Exercise requirements: What are the lines, word for word, from the line with "Please spot the rushing" up to and including the line with "Please spot the distant" in the records below? Omit the pictures.

(Stored entries)
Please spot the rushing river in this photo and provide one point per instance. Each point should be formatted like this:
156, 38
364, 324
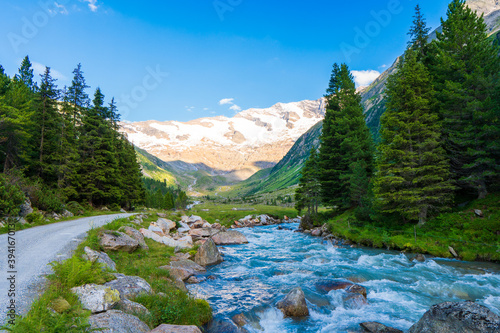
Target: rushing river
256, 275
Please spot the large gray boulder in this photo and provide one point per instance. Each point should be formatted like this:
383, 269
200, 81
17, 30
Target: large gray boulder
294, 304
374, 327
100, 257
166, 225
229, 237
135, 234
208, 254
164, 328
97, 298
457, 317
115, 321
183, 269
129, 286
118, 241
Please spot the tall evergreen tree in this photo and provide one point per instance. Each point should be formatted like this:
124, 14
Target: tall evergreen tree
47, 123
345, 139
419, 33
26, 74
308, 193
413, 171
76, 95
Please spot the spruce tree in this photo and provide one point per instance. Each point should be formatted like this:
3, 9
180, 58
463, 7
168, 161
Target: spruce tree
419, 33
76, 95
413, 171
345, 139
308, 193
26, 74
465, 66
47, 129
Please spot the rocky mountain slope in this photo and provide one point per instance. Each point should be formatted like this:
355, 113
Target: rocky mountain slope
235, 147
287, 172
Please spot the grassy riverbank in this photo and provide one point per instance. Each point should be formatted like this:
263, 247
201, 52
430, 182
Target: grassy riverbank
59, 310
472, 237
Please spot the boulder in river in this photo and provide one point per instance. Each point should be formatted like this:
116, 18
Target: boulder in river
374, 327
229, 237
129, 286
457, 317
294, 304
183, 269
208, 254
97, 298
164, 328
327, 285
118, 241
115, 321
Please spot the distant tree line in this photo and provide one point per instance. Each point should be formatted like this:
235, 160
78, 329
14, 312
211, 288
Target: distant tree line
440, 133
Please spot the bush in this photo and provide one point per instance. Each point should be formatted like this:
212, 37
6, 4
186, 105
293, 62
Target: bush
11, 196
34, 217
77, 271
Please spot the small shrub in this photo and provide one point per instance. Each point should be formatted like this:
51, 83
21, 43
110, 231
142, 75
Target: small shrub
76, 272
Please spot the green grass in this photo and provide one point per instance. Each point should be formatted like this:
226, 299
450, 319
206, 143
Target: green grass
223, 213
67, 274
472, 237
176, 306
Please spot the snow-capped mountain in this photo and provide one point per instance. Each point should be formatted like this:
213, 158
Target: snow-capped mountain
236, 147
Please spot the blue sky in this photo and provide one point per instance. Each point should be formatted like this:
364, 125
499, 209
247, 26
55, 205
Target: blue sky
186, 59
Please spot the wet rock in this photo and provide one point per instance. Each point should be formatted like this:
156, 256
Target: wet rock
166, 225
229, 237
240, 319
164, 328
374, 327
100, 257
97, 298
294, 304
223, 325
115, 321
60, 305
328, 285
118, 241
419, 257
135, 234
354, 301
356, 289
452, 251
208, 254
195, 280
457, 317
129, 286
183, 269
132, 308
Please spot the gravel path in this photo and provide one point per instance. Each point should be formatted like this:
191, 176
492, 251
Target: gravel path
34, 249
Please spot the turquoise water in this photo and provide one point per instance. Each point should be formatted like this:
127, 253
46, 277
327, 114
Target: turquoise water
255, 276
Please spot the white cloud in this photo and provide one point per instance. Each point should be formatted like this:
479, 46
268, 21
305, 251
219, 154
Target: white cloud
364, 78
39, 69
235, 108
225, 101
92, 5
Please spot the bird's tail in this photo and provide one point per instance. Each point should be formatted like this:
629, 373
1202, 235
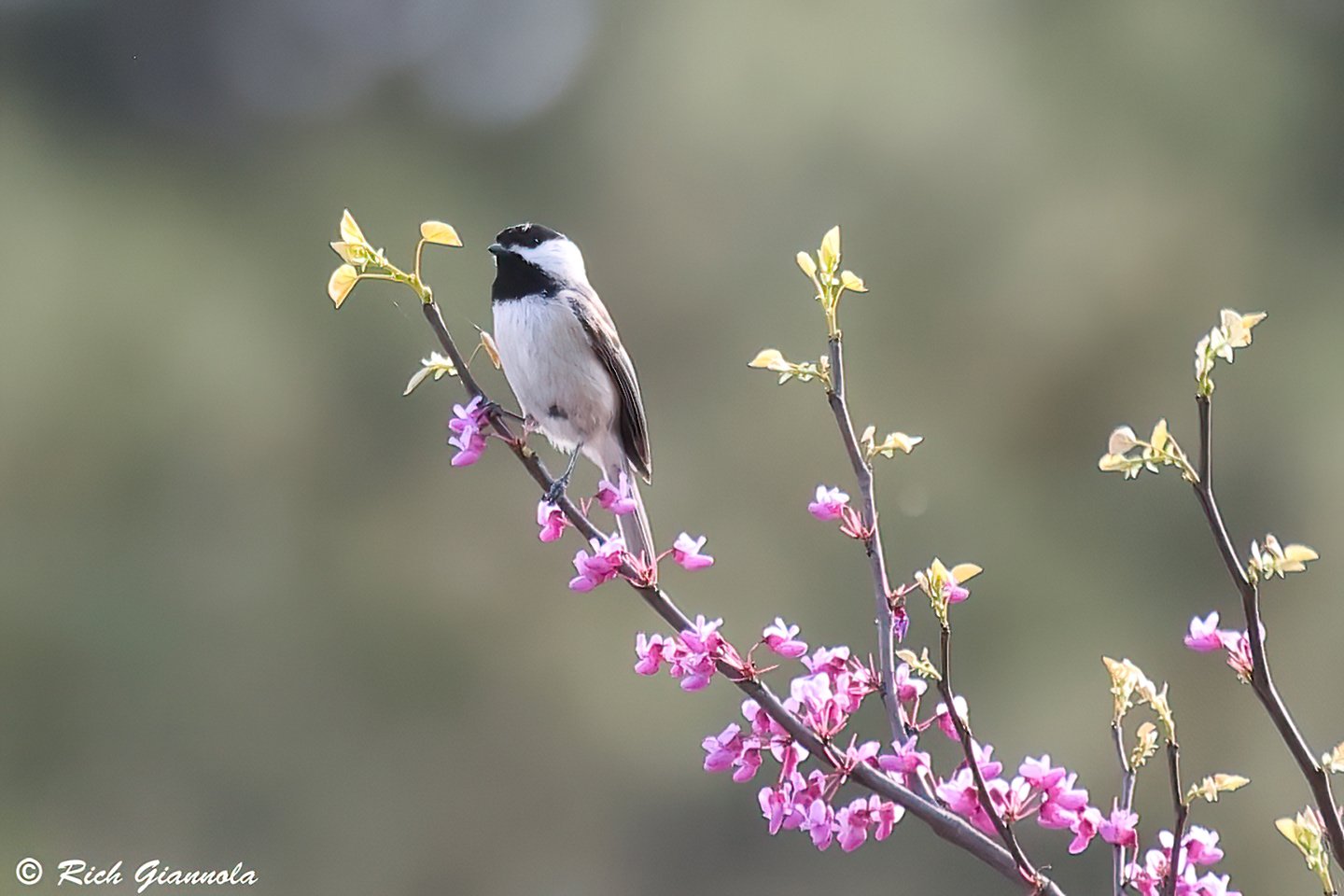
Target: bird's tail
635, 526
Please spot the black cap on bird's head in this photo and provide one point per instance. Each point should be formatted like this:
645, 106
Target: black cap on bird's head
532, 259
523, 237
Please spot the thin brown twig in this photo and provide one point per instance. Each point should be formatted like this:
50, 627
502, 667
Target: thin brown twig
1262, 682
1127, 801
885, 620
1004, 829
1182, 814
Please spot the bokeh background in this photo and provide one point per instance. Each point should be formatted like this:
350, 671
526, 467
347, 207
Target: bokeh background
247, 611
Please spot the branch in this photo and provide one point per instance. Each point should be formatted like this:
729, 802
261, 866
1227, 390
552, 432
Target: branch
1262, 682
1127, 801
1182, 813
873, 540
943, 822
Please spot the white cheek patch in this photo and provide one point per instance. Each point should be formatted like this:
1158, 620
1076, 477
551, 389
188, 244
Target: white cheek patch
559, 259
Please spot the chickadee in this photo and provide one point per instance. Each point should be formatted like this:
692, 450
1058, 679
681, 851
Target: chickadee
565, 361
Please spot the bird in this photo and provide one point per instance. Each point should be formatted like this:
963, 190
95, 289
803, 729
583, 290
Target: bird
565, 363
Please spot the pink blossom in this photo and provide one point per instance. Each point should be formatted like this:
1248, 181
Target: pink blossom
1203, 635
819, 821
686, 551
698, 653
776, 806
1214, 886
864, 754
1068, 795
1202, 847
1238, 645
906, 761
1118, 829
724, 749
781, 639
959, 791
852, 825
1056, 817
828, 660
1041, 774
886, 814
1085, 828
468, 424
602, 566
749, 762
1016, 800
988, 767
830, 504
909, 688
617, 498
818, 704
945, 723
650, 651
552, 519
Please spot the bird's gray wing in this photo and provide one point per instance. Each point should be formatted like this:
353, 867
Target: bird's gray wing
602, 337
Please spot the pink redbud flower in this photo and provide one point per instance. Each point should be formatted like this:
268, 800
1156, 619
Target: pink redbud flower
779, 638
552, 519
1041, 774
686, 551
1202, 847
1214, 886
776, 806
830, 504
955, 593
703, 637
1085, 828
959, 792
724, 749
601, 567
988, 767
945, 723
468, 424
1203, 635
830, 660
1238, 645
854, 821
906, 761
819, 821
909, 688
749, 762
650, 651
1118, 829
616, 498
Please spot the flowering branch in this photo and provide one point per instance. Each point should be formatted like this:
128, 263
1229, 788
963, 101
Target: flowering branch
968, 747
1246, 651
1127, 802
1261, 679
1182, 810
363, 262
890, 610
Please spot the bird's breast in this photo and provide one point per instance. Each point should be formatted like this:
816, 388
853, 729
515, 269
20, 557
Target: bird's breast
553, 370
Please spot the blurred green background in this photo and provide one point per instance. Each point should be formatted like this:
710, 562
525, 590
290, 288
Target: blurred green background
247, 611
--
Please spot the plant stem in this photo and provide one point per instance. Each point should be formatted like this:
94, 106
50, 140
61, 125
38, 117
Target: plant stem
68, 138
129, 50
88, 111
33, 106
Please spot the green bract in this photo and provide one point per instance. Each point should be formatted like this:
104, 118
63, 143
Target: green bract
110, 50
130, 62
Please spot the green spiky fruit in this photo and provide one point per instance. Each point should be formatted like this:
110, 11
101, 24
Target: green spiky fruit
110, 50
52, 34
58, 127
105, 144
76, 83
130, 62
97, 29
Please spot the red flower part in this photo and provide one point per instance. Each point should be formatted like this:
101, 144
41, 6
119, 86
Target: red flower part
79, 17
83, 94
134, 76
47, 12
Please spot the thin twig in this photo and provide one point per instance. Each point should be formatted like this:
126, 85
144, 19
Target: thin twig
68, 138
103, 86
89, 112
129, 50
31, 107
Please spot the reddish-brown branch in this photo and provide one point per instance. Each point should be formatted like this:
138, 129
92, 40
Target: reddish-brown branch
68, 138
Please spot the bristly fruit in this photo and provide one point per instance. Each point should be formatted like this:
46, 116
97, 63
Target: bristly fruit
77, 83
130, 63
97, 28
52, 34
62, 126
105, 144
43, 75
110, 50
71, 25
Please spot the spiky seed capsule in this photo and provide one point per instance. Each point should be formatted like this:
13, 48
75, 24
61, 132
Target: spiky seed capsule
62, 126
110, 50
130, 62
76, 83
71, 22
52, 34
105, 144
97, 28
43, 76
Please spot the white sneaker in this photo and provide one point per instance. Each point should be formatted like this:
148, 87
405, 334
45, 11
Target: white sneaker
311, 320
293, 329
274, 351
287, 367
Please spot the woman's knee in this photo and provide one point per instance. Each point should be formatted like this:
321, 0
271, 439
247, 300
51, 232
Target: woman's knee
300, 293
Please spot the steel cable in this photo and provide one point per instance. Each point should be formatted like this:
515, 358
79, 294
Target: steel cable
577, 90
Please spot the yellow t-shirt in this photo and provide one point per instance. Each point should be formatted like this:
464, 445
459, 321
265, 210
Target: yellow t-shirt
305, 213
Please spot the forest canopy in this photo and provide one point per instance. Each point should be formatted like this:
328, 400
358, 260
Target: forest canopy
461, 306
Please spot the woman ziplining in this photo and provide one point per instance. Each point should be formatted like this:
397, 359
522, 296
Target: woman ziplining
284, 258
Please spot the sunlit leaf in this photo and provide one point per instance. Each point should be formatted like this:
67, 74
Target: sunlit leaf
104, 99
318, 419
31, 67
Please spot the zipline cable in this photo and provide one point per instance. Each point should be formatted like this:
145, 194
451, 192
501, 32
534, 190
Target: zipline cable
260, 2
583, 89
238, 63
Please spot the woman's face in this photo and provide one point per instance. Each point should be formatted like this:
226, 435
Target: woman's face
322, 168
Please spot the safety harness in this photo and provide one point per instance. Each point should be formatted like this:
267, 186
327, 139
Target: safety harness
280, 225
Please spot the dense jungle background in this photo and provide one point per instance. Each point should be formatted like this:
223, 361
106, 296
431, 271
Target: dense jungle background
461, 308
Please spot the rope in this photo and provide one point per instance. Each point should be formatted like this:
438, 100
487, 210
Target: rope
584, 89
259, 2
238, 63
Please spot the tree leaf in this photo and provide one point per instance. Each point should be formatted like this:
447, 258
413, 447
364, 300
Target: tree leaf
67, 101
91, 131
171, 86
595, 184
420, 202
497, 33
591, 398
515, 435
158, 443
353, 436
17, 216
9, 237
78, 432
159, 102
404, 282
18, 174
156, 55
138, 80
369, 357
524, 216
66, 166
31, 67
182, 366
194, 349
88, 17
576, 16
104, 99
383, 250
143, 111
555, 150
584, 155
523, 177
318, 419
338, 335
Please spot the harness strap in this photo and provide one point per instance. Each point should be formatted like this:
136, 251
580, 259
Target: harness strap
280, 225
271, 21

Answer below:
Please spot the rushing river in this photo and provide one point per instance. Each point should be formatted like this:
156, 38
364, 324
Target: rushing river
256, 275
Please spot the large gray boulder in this photo and provide one point per instance. Each point should be formatted like this:
383, 269
200, 81
17, 30
Target: large gray boulder
294, 304
374, 327
100, 257
166, 225
229, 237
135, 234
208, 254
164, 328
97, 298
457, 317
115, 321
183, 269
129, 286
118, 241
Please spot the tall evergreen tree in this photo and provide one point per instance. Each point should be formatted like this:
124, 14
Target: tall evergreen tree
47, 123
345, 139
419, 33
26, 74
308, 193
413, 171
76, 95
Please spot the spruce tree in this photo and provide one point per instance. Each point should be formatted like this:
3, 9
180, 58
463, 7
168, 161
Target: spruce tree
419, 33
76, 95
413, 171
345, 139
308, 193
26, 74
465, 66
47, 129
Please spot the rocky mountain slope in this photo and provide one point per instance. Each point should be formatted like this:
355, 113
Target: rocky mountain slope
235, 147
287, 172
Please spot the grassy riverbank in this photo and provide one point per instance. Each point should be formatted like this:
263, 247
201, 52
430, 182
Target: grassy riverbank
59, 310
472, 237
Please spot the boulder in river in this photo and provide one point per instance. Each point should be formatted like this:
116, 18
Target: boulder in river
374, 327
229, 237
129, 286
457, 317
294, 304
183, 269
208, 254
97, 298
164, 328
327, 285
118, 241
115, 321
Please spot the distant tree line in this photo and provide one point per instance. Each point should be formatted like this:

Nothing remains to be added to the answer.